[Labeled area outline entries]

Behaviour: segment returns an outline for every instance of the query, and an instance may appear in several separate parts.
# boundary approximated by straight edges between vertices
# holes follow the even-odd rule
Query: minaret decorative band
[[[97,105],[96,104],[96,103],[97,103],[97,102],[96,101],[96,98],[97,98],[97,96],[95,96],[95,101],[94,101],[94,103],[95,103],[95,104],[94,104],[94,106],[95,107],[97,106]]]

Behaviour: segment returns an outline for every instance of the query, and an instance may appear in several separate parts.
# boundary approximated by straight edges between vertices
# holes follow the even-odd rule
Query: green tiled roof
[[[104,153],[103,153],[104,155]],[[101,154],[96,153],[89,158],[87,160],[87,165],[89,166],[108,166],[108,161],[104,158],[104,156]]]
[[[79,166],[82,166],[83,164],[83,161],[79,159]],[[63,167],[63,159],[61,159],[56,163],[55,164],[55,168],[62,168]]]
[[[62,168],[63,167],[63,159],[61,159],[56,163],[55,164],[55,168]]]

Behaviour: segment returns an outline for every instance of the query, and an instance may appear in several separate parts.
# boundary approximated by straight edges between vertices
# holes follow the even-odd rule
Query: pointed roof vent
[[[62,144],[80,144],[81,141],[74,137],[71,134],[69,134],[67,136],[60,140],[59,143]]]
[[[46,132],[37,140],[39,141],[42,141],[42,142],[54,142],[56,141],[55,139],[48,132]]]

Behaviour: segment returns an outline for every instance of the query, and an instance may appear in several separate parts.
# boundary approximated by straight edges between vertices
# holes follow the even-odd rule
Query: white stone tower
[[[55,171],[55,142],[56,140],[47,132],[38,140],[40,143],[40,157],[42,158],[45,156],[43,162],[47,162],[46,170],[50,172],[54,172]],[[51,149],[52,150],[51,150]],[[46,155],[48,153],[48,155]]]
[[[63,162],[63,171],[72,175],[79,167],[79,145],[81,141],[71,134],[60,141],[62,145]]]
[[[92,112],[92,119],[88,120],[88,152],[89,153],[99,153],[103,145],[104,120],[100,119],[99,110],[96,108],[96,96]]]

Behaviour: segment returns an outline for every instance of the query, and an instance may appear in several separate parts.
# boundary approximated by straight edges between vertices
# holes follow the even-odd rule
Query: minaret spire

(Short task) Report how many lines of the records contain the string "roof", treating uppercase and lowercase as distinct, and give only the number.

(Answer to this exercise) 2